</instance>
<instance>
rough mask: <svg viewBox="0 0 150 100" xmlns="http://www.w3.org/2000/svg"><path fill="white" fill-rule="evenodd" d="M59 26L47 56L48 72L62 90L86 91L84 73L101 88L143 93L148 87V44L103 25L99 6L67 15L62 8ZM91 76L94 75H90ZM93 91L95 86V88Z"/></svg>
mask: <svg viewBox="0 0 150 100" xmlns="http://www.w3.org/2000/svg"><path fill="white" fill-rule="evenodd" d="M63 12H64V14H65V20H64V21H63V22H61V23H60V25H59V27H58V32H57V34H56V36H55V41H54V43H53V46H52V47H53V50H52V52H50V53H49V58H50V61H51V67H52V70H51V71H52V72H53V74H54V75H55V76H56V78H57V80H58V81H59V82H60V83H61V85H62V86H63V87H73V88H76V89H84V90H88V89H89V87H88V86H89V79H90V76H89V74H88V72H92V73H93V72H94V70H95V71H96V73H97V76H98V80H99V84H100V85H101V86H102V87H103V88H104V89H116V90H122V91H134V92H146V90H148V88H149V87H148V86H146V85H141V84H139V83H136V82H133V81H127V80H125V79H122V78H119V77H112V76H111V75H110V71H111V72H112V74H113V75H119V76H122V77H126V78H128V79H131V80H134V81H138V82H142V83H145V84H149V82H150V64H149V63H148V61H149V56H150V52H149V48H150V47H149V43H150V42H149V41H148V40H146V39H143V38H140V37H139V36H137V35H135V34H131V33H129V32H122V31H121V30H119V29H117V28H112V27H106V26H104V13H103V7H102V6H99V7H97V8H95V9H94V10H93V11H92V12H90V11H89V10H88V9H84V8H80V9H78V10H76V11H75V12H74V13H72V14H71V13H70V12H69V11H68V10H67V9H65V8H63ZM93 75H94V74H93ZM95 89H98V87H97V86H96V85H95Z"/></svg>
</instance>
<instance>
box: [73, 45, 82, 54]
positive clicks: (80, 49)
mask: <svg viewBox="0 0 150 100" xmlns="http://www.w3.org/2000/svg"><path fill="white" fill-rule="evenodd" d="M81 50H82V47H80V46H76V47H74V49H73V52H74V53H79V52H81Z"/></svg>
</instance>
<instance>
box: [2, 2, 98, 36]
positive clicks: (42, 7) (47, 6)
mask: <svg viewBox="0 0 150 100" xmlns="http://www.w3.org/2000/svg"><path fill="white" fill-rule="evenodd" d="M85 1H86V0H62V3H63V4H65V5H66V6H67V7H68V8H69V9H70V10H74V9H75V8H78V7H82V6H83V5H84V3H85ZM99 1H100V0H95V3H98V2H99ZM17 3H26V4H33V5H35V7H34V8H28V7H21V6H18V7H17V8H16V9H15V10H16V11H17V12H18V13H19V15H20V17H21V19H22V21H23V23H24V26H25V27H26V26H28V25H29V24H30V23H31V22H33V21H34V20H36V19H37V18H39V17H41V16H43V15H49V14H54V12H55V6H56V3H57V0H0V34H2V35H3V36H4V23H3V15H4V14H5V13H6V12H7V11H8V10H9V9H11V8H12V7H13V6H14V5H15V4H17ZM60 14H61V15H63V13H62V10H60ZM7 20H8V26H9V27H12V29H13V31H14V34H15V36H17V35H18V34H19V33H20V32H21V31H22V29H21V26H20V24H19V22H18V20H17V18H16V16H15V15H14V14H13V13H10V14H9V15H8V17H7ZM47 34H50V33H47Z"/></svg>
--
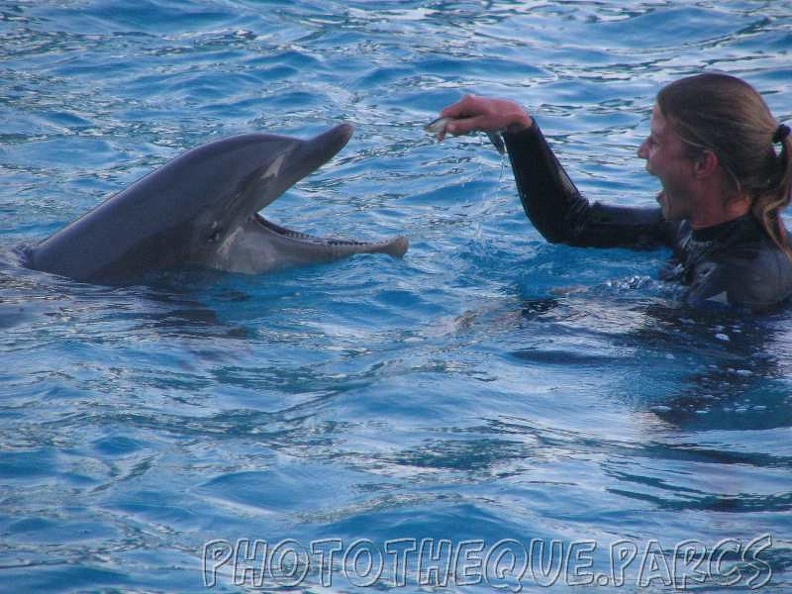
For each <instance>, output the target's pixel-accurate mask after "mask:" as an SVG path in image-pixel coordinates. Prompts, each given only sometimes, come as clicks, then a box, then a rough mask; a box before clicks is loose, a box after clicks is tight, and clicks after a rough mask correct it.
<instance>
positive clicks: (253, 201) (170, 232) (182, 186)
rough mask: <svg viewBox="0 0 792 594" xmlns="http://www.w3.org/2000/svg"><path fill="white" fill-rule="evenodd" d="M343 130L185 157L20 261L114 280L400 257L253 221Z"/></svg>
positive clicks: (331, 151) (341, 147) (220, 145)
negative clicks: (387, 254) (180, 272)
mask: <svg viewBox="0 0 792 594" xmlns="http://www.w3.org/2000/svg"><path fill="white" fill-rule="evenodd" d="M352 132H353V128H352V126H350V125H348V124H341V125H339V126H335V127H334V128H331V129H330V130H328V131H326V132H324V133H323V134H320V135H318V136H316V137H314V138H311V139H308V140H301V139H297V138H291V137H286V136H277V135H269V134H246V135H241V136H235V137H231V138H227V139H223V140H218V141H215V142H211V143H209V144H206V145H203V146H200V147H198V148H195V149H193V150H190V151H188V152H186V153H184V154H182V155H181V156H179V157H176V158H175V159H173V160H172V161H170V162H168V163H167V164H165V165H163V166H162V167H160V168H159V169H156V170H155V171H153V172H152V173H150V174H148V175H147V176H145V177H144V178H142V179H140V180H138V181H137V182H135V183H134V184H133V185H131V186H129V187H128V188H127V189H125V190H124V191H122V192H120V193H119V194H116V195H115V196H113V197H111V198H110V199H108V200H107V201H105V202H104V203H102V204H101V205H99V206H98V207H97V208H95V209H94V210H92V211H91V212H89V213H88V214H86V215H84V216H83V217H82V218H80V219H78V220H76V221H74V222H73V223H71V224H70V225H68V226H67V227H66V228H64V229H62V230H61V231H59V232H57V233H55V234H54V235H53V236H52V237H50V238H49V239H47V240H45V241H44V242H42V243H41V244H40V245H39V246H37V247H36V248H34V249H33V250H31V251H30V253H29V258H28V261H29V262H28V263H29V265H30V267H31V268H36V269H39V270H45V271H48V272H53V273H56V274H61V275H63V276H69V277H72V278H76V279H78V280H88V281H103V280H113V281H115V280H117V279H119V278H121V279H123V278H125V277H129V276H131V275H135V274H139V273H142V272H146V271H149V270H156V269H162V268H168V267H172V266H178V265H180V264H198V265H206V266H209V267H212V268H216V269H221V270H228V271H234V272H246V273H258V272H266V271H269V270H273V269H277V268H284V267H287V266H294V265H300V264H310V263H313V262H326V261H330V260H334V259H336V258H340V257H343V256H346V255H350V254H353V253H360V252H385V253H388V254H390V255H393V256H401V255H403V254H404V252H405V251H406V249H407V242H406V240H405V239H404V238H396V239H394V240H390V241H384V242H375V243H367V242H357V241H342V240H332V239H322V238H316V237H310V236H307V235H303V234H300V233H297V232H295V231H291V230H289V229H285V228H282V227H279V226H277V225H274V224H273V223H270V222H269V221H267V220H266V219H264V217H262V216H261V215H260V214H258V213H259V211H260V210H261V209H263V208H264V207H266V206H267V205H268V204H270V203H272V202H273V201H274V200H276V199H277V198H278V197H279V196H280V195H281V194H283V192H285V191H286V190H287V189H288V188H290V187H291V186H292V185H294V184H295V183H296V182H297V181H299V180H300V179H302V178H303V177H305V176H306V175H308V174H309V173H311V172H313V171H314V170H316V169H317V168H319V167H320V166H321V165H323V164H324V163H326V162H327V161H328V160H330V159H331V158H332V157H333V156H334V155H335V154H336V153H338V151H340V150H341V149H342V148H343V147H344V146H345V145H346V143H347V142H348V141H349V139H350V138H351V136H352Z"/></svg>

Goal of the exercise> From the material above, retype precisely the lines between the line holding "For each <instance>, output" and the line holding "positive clicks: (331, 151)", inclusive, and nothing beyond them.

Written reply>
For each <instance>, output the target's pixel-accurate mask after "mask:" as an SVG path in image-pixel coordinates. Prompts, each given only sometimes, come as clicks, then a box, then a rough mask; a box before clicks is loose, a box after clicks is tight, and clicks after a rough mask correct it.
<instance>
positive clicks: (253, 201) (170, 232) (182, 186)
rough mask: <svg viewBox="0 0 792 594" xmlns="http://www.w3.org/2000/svg"><path fill="white" fill-rule="evenodd" d="M343 130L185 157L20 261L114 280L400 257L253 221Z"/></svg>
positive clicks: (331, 151) (341, 147) (220, 145)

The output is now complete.